▸ **Task objective**
Return all the entries below exactly as they were given.

*** Exercise material Section Begins ***

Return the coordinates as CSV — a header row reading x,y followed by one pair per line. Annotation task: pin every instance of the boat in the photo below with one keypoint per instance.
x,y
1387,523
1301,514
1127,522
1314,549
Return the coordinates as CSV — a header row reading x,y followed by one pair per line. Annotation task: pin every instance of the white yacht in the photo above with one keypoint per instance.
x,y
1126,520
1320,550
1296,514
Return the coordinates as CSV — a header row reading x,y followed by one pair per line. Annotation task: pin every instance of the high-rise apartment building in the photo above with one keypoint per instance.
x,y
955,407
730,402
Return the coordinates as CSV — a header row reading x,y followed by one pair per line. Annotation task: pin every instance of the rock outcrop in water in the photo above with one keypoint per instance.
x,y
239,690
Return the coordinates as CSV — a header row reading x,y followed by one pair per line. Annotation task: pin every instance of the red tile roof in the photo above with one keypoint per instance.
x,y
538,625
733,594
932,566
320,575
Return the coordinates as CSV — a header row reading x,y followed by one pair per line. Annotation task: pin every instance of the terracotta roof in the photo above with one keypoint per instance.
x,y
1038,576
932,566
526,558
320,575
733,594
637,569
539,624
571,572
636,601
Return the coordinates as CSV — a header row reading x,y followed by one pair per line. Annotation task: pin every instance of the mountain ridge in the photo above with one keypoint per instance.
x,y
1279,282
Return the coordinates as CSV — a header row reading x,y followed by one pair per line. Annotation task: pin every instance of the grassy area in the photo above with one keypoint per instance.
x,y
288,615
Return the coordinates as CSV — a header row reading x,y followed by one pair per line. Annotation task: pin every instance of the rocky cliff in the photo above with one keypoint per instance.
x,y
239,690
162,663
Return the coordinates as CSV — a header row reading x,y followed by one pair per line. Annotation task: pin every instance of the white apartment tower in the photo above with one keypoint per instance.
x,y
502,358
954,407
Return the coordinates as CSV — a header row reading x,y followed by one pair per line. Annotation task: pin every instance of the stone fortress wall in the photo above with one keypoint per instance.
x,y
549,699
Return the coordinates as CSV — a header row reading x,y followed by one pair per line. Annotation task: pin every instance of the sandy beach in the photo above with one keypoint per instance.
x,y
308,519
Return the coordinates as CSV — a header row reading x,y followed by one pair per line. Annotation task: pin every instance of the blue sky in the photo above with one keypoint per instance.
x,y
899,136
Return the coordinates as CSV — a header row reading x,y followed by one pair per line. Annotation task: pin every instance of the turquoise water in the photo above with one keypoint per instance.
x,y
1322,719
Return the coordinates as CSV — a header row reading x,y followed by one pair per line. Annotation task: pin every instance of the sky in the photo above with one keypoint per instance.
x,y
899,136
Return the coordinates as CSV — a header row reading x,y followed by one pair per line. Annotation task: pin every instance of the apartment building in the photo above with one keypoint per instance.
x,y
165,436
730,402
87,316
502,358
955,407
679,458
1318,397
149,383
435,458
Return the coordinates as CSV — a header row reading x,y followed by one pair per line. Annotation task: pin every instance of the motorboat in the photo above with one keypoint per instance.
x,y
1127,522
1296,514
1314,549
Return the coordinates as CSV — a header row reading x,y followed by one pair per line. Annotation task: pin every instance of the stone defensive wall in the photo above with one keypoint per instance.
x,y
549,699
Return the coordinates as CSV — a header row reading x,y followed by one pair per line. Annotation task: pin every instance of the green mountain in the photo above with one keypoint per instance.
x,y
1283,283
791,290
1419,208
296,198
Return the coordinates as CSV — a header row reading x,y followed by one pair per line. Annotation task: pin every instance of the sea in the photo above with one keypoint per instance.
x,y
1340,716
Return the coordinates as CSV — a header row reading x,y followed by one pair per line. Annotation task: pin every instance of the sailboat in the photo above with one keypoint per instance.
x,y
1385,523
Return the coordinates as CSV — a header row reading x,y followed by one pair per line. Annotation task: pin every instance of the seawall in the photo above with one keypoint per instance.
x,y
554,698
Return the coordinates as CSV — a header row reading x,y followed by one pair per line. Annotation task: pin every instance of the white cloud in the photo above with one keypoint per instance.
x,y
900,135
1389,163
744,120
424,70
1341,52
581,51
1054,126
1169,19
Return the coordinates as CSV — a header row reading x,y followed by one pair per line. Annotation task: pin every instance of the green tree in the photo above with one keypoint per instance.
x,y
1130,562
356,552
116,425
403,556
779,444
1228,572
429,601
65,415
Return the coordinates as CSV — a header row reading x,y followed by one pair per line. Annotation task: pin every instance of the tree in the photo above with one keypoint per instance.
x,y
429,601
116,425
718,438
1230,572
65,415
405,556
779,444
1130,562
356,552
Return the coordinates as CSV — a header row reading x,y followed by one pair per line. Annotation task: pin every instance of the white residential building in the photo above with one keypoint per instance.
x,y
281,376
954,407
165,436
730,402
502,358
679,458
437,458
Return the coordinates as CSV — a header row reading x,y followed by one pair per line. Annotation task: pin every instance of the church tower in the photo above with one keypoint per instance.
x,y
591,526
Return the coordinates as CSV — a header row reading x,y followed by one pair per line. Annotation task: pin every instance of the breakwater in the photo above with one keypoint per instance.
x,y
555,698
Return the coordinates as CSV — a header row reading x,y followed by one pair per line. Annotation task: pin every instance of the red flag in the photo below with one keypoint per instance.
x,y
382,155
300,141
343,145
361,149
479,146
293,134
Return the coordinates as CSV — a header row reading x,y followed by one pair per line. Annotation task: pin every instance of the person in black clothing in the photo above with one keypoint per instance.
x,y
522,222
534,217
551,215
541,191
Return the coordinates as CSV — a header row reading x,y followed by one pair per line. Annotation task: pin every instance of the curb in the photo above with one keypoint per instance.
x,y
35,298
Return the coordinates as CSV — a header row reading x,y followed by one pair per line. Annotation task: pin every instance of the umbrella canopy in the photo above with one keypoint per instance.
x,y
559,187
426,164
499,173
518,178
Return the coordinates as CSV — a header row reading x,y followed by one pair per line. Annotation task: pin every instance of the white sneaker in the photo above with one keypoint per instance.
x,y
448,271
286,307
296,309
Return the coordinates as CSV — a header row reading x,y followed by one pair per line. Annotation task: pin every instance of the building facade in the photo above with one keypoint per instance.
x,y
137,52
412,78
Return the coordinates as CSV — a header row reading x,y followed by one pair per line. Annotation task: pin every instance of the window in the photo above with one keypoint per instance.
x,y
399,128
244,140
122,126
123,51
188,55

*** Exercise material Section Ends ***

▸ **Exercise output**
Return the coordinates as CSV — a header row reading x,y followed by one pair per line. Annotation task: pin every instance of the boat in the photo below with one keypoint per instance.
x,y
1387,523
1301,514
1127,522
1314,549
Return the coordinates as CSV — a header row reading x,y followed by one pair per line. Annotation task: pin every instance of the white yacht in the photo above with one keypoint per instance.
x,y
1126,520
1320,550
1296,514
Return the coordinates as CSV — a header row reading x,y followed by one pair per line. Annotation task: pin every instance of the high-rise apartment building in the photo above with one keypoint per instance.
x,y
955,407
730,402
Return the coordinates as CSV — a header row reading x,y followed by one pair per line. Annotation task: pin every instance of the rock outcrop in water in the photo above with one keypoint per instance.
x,y
239,690
Return the coordinates as CSV — a header row reading x,y followed by one pair per line. Annotation task: pin every instance of the red tile roof in the photo above with one keypoint per instance.
x,y
538,625
733,594
932,566
320,575
Return the coordinates as CSV — a header row reading x,y followed by one pair per line. Annotation task: pin every instance of the terracotta roof in the photo above with one keypoint per instance.
x,y
1038,576
932,566
526,558
320,575
733,594
637,569
539,624
571,572
636,601
Return the coordinates as CSV — a header row reading x,y followed by one pair per line. Annotation task: pin every instance of the mountain ridge in the photo above with one keypoint per instance.
x,y
1279,282
Return the coordinates as CSV — a header row reading x,y followed by one pair per line. Annotation task: pin every instance of the grassy area in the photo above with one keypoint per instance.
x,y
288,615
Return the coordinates as CSV — a header row reading x,y followed by one pair per line. Annotation task: pin every instance of the rocky cliff in the photo above with one keypoint per instance.
x,y
239,690
162,663
Return the coordinates as CSV — a header row reading x,y followed by one pair per line. Annotation task: pin every instance of the white apartment tower in the photo above with one keypoint per instance.
x,y
502,358
954,407
Return the coordinates as CSV — a header row reading x,y followed by one pair per line. Annotation task: pin every instance of the stone fortress wall in the photo above with one keypoint per instance.
x,y
549,699
Return the coordinates as CSV — a header row reading x,y followed by one pair per line. Annotation task: pin every instance of the sandy beach in the photo above with one keypoint per instance.
x,y
308,519
Return the coordinates as CSV — a header row reading x,y followed by one pair per line. Annotation task: pin every instance of the blue sky in the photo above with one keypoint per instance.
x,y
899,136
Return the coordinates as CSV — a header row reading x,y followed by one pair per line. Annotation task: pin every instance of the turquoise water in the photo above with one keypoint per instance.
x,y
1322,719
Return the coordinates as CSV — a header row reading x,y followed by one pair per line. Annotation task: pin every instance of the sky in the photo above with one keypoint per instance.
x,y
899,136
Return the coordinates as CSV — a header row reading x,y followed by one pair per line. Annotation task: pin every instance of the apartment building in the photo above with one keypoint per instance.
x,y
165,436
730,402
87,316
502,358
955,407
679,458
1318,397
149,383
435,458
Return the coordinates as CSV — a header row reading x,y followed by one pair per line. Annotation task: pin every instance of the motorboat in the photo above with one keypoint per instance.
x,y
1127,522
1296,514
1314,549
Return the coordinates as CSV — a header row reading x,y followed by one pair per line. Annotation task: pin every instance of the stone defensive wall in the photo above with one keypoint per instance.
x,y
549,699
Return the coordinates as CSV — a header row reading x,y followed by one pair per line. Annotation task: pin every instance of the green mountain in the photo above with one keypoint per instance.
x,y
1283,283
791,290
1419,208
296,198
Return the coordinates as CSV — a header row reading x,y followed by one pair per line. Annotation task: pin every instance of the sea in the photo above with one keypoint per instance.
x,y
1340,716
Return the coordinates as CSV — a header row reading x,y followed by one pair per line. Annotation task: pin every instance of the sailboat in the photo above with one keypoint per instance.
x,y
1385,523
Return the coordinates as CSV — a header row reading x,y followed by one pair per line. Annotation task: pin every instance of the seawall in the photo above with one keypoint per instance.
x,y
554,698
Return the coordinates as CSV — a header row reading x,y followed by one pair per line. Annotation task: pin every instance of the white cloud in the photo above with one keypoint per instance.
x,y
900,135
1389,163
744,120
424,70
1341,52
581,51
1054,126
1169,19
Return the coordinates as CSV — a header row reading x,y followed by one pair per line. Annotation task: pin every instance of the green tree in the photo above with one keypoint per instance.
x,y
1130,562
356,552
116,425
403,556
779,444
1228,572
429,601
65,415
Return the coordinates as CSV — a header row reading x,y followed by one pair per line. Annotation task: pin every instance of the tree in the photo above with one keypoint per instance.
x,y
429,601
116,425
718,438
1230,572
65,415
405,556
779,444
1130,562
356,552
Return the coordinates as CSV — a header row reading x,y followed by one pair per line. Annotation task: pin every instance of the white residential building in the photo above with one keypoint per instance.
x,y
281,376
954,407
165,436
730,402
502,358
679,458
437,458
Return the coordinates as CSV — a header row reading x,y followed by one pair per line. Annotation task: pin every instance of the church tower in the photo above with one keypoint per instance.
x,y
591,526
Return the coordinates as CSV — a header row reading x,y followed by one pair per line. Annotation task: pin every instance of the breakwater in the photo above with one keypoint per instance.
x,y
555,698
Return the coordinates as CSV — a header row reading x,y followed by one pair per line. Annotation task: pin every instance of the red flag in the photo below with one keypoint per instance.
x,y
382,155
300,141
343,145
361,149
479,146
293,134
Return the coordinates as CSV — a header row reading x,y followed by one pair per line. Annotation task: pin every instance of the person in black clothing in the photo above with one keypoint per instance.
x,y
522,222
534,217
551,215
541,191
Return the coordinates as CSV — a header row reading x,y followed by one pair per line. Annotation task: pin every instance of the curb in the photo above with one keypoint per instance.
x,y
35,298
Return the coordinates as CSV — a header row reading x,y followed by one pair per line. Annotation task: pin every instance of the umbrella canopy in the photo above with one keypoint per instance.
x,y
559,187
426,164
499,173
518,178
Return the coordinates as CSV — a header row reading x,y followed by one pair per line. Annotation task: pin every instance of the white sneaker in the photo above with one keypoint per instance.
x,y
448,271
286,307
296,309
Return the coordinates as CSV — a header row reading x,y followed by one pair per line. Annotation task: pin every instance of the building facade in the photo above with one keypoint per instance.
x,y
137,52
412,78
Return the coordinates as CSV — a header row reading x,y followed by one pair per line. Annotation task: pin every instance of the window in the photo above with one keypoint per instance.
x,y
399,128
244,140
122,126
123,51
188,55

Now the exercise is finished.